Text:
Ruby and The Principle of Unwelcome Surprise

2011-10-05 15:09 +0000

As I have mentioned before I once was a Rubyist and I still work with Ruby on a nearly daily basis. But ever since I switched to Lisp as my main programming language for new code I keep noticing things about Ruby that I didn't notice before. Needless to say, most of these things have to do with syntax. Ruby is well known for its readability or rather for its naturalness and in fact I agree to some extent. It's certainly less verbose than many other languages and has great flexibility of expression. However, as I have come to experience more and more, this comes at the price of increased ambiguity from the programmer's perspective which can lead to very subtle bugs. Another thing that strikes me ever so often is the standard library's inconsistency which can cause profound confusion.

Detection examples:
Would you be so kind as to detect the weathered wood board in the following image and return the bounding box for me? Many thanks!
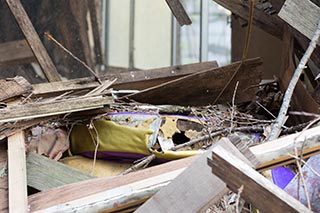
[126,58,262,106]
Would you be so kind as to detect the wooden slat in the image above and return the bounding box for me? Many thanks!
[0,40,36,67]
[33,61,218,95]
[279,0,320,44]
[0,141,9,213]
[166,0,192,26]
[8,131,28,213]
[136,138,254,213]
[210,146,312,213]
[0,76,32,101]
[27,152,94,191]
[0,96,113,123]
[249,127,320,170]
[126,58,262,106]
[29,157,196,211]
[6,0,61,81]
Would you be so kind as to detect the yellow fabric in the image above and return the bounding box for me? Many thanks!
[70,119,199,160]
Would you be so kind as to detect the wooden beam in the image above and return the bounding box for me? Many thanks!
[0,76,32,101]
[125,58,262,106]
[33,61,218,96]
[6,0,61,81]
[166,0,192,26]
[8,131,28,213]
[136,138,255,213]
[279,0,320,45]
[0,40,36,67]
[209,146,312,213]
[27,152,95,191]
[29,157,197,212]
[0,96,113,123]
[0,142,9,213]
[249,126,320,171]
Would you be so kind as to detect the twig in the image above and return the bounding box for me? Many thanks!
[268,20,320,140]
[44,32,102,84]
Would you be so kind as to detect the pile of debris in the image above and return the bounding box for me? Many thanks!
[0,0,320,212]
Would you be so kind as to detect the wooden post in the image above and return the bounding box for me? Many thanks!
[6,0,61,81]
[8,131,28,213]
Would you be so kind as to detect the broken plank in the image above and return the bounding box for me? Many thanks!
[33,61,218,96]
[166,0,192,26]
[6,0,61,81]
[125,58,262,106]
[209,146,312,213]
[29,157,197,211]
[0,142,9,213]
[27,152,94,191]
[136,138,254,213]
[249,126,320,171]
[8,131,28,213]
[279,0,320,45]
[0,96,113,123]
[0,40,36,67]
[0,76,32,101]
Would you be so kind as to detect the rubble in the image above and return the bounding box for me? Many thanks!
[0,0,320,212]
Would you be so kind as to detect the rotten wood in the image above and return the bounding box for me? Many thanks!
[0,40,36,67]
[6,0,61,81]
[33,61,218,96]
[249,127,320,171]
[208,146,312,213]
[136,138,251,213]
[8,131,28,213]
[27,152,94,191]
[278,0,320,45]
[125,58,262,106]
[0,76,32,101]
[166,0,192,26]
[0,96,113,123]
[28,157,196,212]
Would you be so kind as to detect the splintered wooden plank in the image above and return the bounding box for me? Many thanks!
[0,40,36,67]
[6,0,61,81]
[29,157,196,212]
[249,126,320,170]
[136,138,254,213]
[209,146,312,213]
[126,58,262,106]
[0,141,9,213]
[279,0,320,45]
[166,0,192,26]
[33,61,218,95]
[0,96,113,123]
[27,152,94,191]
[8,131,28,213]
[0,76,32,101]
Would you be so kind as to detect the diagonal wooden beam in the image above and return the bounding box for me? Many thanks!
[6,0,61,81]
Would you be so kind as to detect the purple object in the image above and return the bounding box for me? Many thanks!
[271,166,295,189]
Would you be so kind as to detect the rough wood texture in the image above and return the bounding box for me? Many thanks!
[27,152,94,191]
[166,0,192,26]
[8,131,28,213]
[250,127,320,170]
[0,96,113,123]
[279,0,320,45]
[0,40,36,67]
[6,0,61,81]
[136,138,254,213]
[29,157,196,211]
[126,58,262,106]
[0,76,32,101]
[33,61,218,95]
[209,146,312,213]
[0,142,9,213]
--
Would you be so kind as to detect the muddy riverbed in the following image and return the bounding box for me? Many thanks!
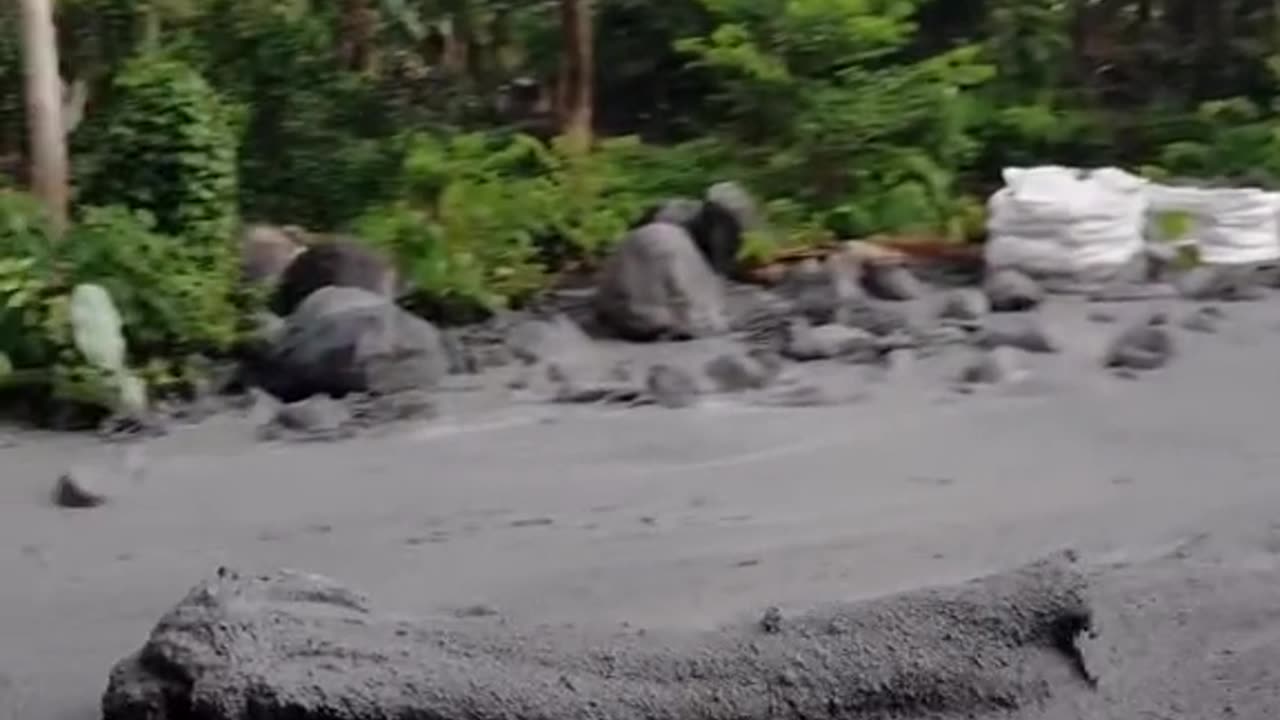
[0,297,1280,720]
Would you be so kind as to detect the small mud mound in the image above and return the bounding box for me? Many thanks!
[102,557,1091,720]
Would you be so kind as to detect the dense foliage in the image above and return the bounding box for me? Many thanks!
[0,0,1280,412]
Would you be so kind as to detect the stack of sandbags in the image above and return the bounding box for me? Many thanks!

Task list:
A) Rewrite everything from "Ruby and The" down to "cause profound confusion." in the Ruby post, swapping "Lisp" for "Clojure".
B) In the Ruby post, what price does Ruby's flexibility of expression come at?

Solutions to the tasks:
A)
Ruby and The Principle of Unwelcome Surprise

2011-10-05 15:09 +0000

As I have mentioned before I once was a Rubyist and I still work with Ruby on a nearly daily basis. But ever since I switched to Clojure as my main programming language for new code I keep noticing things about Ruby that I didn't notice before. Needless to say, most of these things have to do with syntax. Ruby is well known for its readability or rather for its naturalness and in fact I agree to some extent. It's certainly less verbose than many other languages and has great flexibility of expression. However, as I have come to experience more and more, this comes at the price of increased ambiguity from the programmer's perspective which can lead to very subtle bugs. Another thing that strikes me ever so often is the standard library's inconsistency which can cause profound confusion.

B) Increased ambiguity from the programmer's perspective, which can lead to very subtle bugs.